Following Friday's 60 percent plunge of Citigroup stock, the Federal government again works through the weekend to avert disaster. The stock market took Citigroup on a plunge to $4 per share, leaving Citigroup with a $160 billion lose in value from a year ago.
The dangerous stock sell-off was triggered by concerns of Citigroup's capitalization as it continues to sit on hundreds of billions of toxic mortgage assets. As a result, the US Treasury, Federal Reserve, and Citigroup negotiated through an unprecedented rescue package to bolster confidence ahead of Monday market open.
Early indications are that the strategy worked with Citigroup rallying 44 percent in futures trading.
The Citigroup bailout will consist of a $20 billion direct injection of capital and government guarantees on $306 billion in risky mortgage loans and securities assets. In exchange, the US government will get $20 billion in preferred shares with an 8 percent dividend.
The capital infusion comes on top of the already $25 billion that was taken by Citigroup from TARP. The additional, $20 billion will also be from the $700 billion bailout legislation.

- DATA UNDER STUDY

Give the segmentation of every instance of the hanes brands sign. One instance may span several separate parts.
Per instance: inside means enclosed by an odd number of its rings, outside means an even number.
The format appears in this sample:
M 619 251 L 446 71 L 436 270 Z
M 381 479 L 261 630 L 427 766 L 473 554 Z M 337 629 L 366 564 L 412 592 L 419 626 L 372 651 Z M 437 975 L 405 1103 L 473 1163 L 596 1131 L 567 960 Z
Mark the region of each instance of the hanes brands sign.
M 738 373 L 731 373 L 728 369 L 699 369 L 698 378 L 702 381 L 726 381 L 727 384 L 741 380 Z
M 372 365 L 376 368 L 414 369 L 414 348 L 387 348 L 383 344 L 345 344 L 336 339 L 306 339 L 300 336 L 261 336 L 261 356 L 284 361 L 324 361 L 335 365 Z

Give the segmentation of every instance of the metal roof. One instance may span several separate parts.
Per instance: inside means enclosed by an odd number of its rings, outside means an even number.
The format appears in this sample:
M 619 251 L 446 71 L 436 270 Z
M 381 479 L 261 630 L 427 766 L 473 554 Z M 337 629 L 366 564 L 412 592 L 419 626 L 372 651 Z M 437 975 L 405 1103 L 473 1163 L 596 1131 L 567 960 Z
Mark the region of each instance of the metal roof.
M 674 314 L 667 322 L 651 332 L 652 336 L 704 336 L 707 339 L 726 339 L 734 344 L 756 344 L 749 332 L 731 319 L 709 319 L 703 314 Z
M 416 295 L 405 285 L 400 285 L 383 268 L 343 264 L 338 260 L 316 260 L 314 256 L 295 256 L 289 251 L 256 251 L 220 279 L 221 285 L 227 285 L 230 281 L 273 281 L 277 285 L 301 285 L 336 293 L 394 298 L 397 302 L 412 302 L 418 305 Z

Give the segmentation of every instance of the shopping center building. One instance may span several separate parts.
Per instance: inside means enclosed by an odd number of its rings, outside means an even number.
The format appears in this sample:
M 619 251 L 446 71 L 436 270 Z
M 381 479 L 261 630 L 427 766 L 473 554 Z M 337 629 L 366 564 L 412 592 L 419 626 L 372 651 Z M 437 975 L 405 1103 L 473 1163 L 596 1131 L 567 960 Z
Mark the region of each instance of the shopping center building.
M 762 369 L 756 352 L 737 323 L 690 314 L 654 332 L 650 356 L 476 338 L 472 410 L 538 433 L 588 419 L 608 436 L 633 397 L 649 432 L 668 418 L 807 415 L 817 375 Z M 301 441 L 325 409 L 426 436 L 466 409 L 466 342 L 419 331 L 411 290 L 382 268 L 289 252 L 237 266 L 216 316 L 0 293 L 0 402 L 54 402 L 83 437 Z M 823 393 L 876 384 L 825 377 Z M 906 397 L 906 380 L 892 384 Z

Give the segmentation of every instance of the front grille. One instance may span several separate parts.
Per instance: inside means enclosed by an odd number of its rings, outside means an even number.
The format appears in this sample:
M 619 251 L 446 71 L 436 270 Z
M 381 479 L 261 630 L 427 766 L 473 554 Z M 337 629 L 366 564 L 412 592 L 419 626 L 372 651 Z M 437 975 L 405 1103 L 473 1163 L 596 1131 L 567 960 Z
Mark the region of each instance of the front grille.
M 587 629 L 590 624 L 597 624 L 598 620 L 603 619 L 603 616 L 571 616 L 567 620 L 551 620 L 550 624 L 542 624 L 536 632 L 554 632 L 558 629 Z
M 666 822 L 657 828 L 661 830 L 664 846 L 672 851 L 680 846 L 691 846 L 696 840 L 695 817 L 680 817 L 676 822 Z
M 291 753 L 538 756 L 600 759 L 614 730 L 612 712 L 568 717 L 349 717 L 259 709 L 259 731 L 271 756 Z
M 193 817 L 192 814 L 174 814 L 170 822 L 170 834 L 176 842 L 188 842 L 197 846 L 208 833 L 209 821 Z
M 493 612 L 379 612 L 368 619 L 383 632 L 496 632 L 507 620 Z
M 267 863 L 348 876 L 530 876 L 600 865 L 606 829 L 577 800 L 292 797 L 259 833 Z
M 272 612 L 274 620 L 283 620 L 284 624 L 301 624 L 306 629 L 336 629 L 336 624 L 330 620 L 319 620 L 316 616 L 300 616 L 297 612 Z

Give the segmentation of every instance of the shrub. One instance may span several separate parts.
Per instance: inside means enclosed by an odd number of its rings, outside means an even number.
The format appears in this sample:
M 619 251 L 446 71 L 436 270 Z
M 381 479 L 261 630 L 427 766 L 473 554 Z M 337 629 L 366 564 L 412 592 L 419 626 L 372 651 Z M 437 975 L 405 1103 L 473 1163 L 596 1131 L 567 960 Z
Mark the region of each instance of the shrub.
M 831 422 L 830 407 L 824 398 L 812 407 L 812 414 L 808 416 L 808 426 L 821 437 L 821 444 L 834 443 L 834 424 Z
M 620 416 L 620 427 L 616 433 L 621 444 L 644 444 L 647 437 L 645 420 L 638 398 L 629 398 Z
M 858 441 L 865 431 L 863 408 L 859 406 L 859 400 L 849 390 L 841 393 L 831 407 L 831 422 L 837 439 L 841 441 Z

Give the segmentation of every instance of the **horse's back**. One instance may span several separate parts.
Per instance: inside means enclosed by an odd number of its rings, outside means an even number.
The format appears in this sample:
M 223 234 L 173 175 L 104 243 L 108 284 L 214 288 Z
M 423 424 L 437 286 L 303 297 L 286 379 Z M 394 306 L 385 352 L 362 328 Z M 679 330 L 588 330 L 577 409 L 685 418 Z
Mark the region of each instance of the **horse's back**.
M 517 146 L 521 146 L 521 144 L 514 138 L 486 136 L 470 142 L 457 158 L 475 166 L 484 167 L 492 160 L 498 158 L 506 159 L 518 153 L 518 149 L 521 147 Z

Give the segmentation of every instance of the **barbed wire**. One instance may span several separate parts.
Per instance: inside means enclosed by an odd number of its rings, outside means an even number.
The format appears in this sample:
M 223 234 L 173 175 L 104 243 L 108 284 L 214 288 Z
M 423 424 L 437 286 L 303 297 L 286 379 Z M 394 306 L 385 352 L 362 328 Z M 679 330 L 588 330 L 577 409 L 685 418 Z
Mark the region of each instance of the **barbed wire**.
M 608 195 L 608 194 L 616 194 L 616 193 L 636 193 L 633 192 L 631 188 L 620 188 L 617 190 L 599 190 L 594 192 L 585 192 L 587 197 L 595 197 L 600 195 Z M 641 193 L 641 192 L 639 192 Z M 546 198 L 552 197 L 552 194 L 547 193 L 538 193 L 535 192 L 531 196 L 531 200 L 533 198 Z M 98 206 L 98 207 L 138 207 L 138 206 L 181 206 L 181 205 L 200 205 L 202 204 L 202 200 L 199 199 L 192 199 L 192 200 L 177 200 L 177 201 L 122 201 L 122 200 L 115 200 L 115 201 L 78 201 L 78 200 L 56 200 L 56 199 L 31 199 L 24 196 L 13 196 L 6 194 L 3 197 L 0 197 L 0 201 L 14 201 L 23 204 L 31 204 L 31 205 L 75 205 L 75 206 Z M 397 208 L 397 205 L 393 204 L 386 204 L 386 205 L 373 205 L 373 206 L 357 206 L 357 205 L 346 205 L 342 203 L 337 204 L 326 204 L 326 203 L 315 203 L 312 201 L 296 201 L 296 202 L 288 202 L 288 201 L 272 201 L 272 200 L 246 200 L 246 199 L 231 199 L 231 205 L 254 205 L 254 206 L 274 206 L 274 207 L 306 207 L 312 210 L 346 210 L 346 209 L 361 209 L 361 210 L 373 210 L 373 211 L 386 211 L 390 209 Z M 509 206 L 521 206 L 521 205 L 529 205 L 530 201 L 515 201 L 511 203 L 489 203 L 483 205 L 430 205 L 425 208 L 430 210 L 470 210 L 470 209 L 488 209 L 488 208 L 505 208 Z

- CHECK YOUR UNDERSTANDING
(1) Return the passage of the Citigroup article from "The dangerous stock" to "in futures trading.", copied word for word.
(2) Resume the article about the Citigroup rescue, picking up right after its last sentence.
The records are unrelated to the Citigroup article and stand as separate material.

- EXPECTED RESPONSES
(1)
The dangerous stock sell-off was triggered by concerns of Citigroup's capitalization as it continues to sit on hundreds of billions of toxic mortgage assets. As a result, the US Treasury, Federal Reserve, and Citigroup negotiated through an unprecedented rescue package to bolster confidence ahead of Monday market open.
Early indications are that the strategy worked with Citigroup rallying 44 percent in futures trading.

(2)
The loan guarantees will be a combination of US Treasury and FDIC guarantee agreements. The US government will share any potential losses on the Citigroup portfolio. Citigroup will take the first 10 percent of any losses and the US government will absorb the remaining 90 percent. The US Treasury will pay up to $5 billion in losses with the FDIC stepping in should losses exceed that mark to take up to an additional $10 billion.
Many analyst on Friday reviewed the Citigroup crash not as a legitimate crisis of liquidity, like Bear Stearns or Lehman Brothers, but rather a crisis of confidence. This is likely why the US government was so quick to provide assistance. If a mega-bank like Citigroup were allowed to fail on confidence it would surely drag other larger, and sufficiently capitalized banks down.